> EXERCISE PROMPT
Begin with the line that contains "Objective — for the shaved" and transcribe each line after it, up to and including the last line of the listing below.

> MATERIAL

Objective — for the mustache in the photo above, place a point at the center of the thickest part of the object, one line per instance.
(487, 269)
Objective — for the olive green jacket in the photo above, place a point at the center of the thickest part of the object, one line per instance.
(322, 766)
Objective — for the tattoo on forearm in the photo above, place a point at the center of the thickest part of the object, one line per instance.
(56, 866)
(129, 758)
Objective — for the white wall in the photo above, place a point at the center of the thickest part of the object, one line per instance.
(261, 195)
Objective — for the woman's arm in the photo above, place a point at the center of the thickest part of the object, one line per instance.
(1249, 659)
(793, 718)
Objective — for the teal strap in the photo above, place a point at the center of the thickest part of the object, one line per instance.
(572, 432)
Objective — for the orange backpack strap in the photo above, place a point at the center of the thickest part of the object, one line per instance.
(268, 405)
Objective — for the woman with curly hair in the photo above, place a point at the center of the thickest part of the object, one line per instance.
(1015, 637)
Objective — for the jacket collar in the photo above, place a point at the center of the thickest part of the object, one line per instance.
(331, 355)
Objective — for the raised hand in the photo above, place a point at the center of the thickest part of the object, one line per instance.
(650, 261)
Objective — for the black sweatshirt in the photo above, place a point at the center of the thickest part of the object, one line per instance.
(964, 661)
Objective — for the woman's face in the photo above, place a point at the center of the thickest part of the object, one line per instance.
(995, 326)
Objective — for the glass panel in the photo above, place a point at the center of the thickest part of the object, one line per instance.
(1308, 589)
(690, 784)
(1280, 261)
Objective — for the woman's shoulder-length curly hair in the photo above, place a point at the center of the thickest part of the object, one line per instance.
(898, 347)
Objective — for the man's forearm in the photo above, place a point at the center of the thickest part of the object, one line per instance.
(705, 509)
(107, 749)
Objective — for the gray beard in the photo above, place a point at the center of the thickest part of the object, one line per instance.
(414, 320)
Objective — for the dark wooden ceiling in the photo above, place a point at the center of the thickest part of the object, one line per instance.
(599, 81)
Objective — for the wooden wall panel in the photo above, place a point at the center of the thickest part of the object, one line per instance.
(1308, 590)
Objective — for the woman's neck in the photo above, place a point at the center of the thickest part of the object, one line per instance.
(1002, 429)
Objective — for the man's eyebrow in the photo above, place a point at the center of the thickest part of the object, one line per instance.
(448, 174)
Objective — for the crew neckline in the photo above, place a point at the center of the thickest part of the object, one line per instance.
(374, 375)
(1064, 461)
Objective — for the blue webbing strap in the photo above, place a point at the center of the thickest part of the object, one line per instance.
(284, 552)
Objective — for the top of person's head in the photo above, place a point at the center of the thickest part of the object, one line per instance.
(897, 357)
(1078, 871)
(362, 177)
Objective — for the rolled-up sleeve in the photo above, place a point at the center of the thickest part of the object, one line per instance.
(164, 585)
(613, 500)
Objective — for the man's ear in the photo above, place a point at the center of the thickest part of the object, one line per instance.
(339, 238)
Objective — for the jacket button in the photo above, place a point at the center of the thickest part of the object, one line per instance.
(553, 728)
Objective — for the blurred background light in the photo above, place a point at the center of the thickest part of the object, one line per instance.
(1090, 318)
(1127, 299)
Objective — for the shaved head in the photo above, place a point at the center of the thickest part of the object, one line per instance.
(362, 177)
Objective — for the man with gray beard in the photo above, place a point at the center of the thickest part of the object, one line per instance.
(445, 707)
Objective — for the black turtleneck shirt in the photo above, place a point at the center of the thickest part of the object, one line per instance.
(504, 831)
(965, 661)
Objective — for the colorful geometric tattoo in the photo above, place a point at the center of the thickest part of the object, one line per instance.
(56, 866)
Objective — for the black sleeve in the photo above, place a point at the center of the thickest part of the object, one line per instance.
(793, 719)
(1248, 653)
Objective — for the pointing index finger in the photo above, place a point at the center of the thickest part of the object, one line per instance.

> ANSWER FOR THIS EXERCISE
Objective — for the shaved head in the photo above, place a point at the center of the thickest part of the object, one line per instance.
(362, 177)
Objective — for the man with gray beard in the photo above, place a point at the center of the thickest part of the object, one line per instance.
(445, 707)
Objective — for the black turtleneck shirt in the photo above, place a point at the center of the thickest part of the object, one line per instance.
(504, 831)
(965, 661)
Objective — for the colorful geometric tattoo in the photo above, place a point at the center of the thickest part of the object, one line per instance.
(56, 866)
Objective — for the black sleeve in the photo above, place a point at the center of the thickest part of the object, one line per instance.
(793, 719)
(1248, 653)
Objective — for the pointing index finger in the photo above, place a point at the center of the thickest part of the object, one line per instance.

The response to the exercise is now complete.